* COSA FARAI
Rispondi alle domande sul testo relativo al testamento biologico, numerando le risposte allo stesso modo.
1. Quanti presenti si sono contati al massimo in aula durante la discussione del 13 marzo?
2. Qual è il nome della legge in discussione?
3. Da quanti giuristi è firmato l'appello del Centro studi Livatino?

* TESTO FORNITO
-.-.-
Continuano a suscitare perplessità le disposizioni anticipate di trattamento. Emerge una visione segnata da un individualismo radicale che non tiene conto delle relazioni interpersonali
Il 13 marzo, alla Camera dei Deputati, si è svolta la discussione sulla legge del testamento biologico. Ci sono state quattro ore di discussione in un’aula deserta. La punta massima dei presenti è stata di 20 unità su un totale di 630. L’argomento è di quelli “sensibili” e non lascia indifferenti, tutta via sembra che nessuno se ne accorga. I media, stranamente, sono quasi silenti, anche se la Commissione Affari Sociali della Camera dei Deputati ha lavorato, malgrado forti contrasti interni, per far giungere velocemente il testo in aula, come è accaduto anche con la Legge Cirinnà sulle unioni civili.
Non si può non constatare come certe leggi riescano ad avere le approvazioni con velocità inconsuete per il Parlamento italiano, mentre altre vanno a passo di lumaca, rinviate dalla Camera al Senato e viceversa. Qualche esempio: non si sa quando vedranno la luce la legge elettorale e la riforma costituzionale, che sembravano fatte già l’indomani del referendum.
Comunque, per tornare all’attualità, la legge in discussione si chiama “Norme in materia di consenso informato e di disposizioni anticipate di trattamento” e si propone di regolamentare la questione del fine vita. Nell’affrontare il tema non si può ignorare che ci sono diversi modi di intendere la persona, i suoi diritti, i suoi doveri.
Quella che sta emergendo nel nostro mondo è una visione segnata da un individualismo radicale. Scorrendo gli articoli della legge in discussione emerge chiaramente la centralità del singolo soggetto, chiamato alla sua autodeterminazione individualistica senza tener conto della relazione interpersonale tra paziente, medico e familiari. Il punto che fa discutere, anche se l’ideologia di fondo è quella descritta e difficilmente modificabile, è quello che introduce i “Dat”, cioè le “Disposizioni Anticipate di trattamento”.
Si legge: “Ogni persona maggiorenne in previsione di una propria futura incapacità di autodeterminarsi può, attraverso disposizioni anticipate di trattamento (Dat), esprimere le proprie convinzioni e preferenze in materia di trattamenti sanitari, nonché il consenso o il rifiuto rispetto a scelte terapeutiche e a singoli trattamenti sanitari, ivi comprese le pratiche di nutrizione e idratazione artificiali”. Di fronte a questa scelta assolutamente individuale la figura del medico viene ridotta a quella di un semplice esecutore di una volontà altrui, visto che, stando così le cose, la legge prevede che la volontà del paziente sia vincolante, non riconoscendo a chi lo ha in cura neppure la possibilità di agire secondo coscienza, in evidente contrasto con l’impegno ad agire “in scienza e coscienza”.
Nel testo non è prevista neppure alcuna forma di informazione sanitaria del paziente, ad opera del medico curante o di altri titolati, circa le conseguenze concrete delle sue scelte. C’è un appello del Centro studi Livatino, firmato da oltre 250 giuristi, tra cui i giudici emeriti della Corte Costituzionale Paolo Maddalena e Fernando Santosuosso, impegnati a vario titolo nella formazione, nell’attività forense e nella giurisdizione, nel quale si esprime una forte preoccupazione per le tematiche trattate. In questa proposta di legge “sono scomparsi il riconoscimento del diritto inviolabile della vita umana, il divieto di qualunque forma di eutanasia, di omicidio del consenziente e di aiuto al suicidio”. La nutrizione e l’idratazione artificiali sono qualificati come trattamenti sanitari, non più considerati sostegni vitali, per cui possono essere sospesi come un qualsiasi farmaco.
-.-.-
* I DATI
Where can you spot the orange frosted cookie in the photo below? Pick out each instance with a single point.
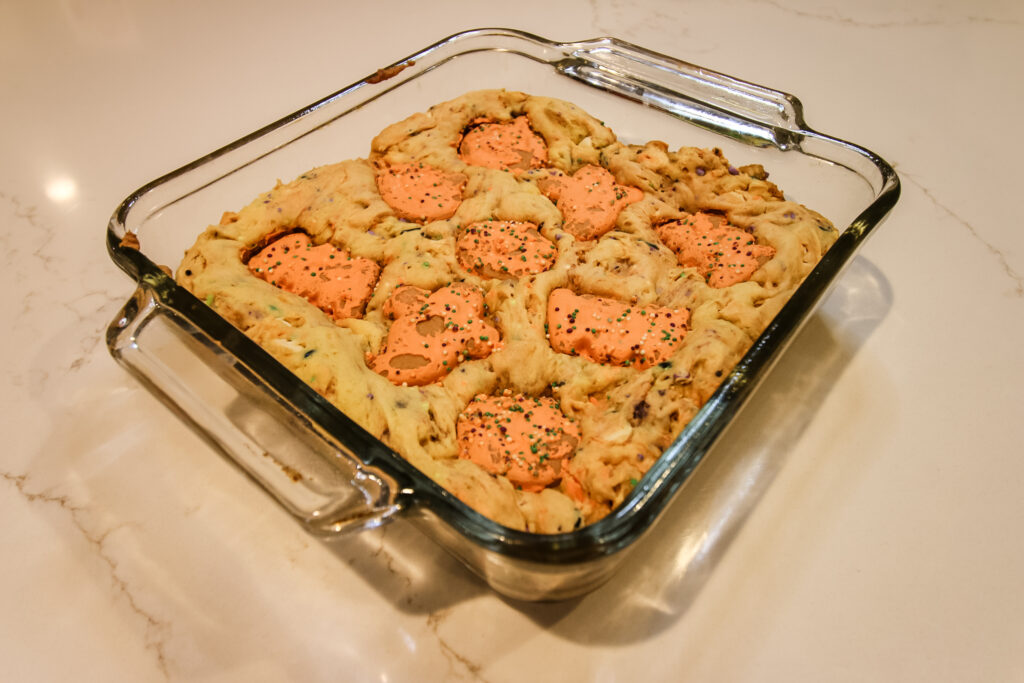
-.-.-
* LA RISPOSTA
1. Al massimo 20 presenti su un totale di 630.
2. "Norme in materia di consenso informato e di disposizioni anticipate di trattamento".
3. Da oltre 250 giuristi.